##### Teks Bacaan #####

Oleh : Salamuddin Daeng, Peneliti Asosiasi Ekonomi Politik Indonesia (AEPI) Beritaneka
Beritaneka.com—Bayangkan saja ditengah pandemi Covid 19 Pertamina digenjet berbagai pungutan oleh pemerintah. Lebih dari Rp. 110 triliun yagg harus dibayar Pertamina kepada pemerintah dalam semester I tahun 2021. Dua pertiga dari yang dibayar Pertamina tersebut adalah pajak dan pungutan yang harus dipungut kepada rakyat, sepertiga adalah bagi hasil atas minyak mentah yang digali Pertamina.
Sementara keuantungan Pertamina makin menipis, pada saat yang sama pajak pungutan penerintah makin menebal. Tidak ada ruang bagi Pertamina untuk lebih fleksibel dalam menghadapi badai Covid-19. Pada tahun lalu penjualan BBM Pertamina menurun drastis lebih dari 25 persen. Penurunan terbesar sepanjang sejarah Pertamina.
Keuntungan Pertamina sendiri hanya hitungan ratusan juta dolar. Untuk sebuah perusahaan dengan belanja atau pengeluaran lebih dari Rp. 1200 triliun keuntungan sebesar itu sangatlah minim. Tidak sebanding dengan keuntungan para penyumplai minyak impor.

#####

**Tugas yang Dikerjakan:** Salin ulang bagian teks tentang pungutan pemerintah atas Pertamina di atas, mulai dari kata-kata "Oleh : Salamuddin" dan berhenti setelah kata-kata "yang digali Pertamina.".

##### Data Tersedia #####

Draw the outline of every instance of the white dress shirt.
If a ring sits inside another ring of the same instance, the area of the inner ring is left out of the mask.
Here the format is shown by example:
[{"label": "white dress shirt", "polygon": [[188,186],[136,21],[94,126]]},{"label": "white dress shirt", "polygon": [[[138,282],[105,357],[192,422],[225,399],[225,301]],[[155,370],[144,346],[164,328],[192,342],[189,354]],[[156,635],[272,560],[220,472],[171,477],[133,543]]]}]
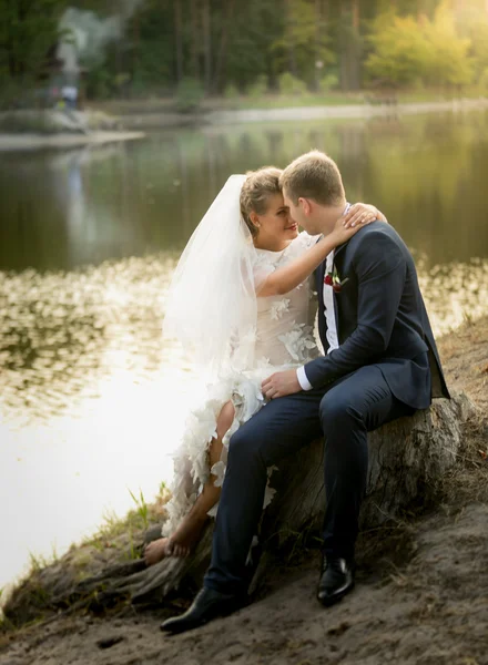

#####

**Hasil Latihan:**
Oleh : Salamuddin Daeng, Peneliti Asosiasi Ekonomi Politik Indonesia (AEPI) Beritaneka
Beritaneka.com—Bayangkan saja ditengah pandemi Covid 19 Pertamina digenjet berbagai pungutan oleh pemerintah. Lebih dari Rp. 110 triliun yagg harus dibayar Pertamina kepada pemerintah dalam semester I tahun 2021. Dua pertiga dari yang dibayar Pertamina tersebut adalah pajak dan pungutan yang harus dipungut kepada rakyat, sepertiga adalah bagi hasil atas minyak mentah yang digali Pertamina.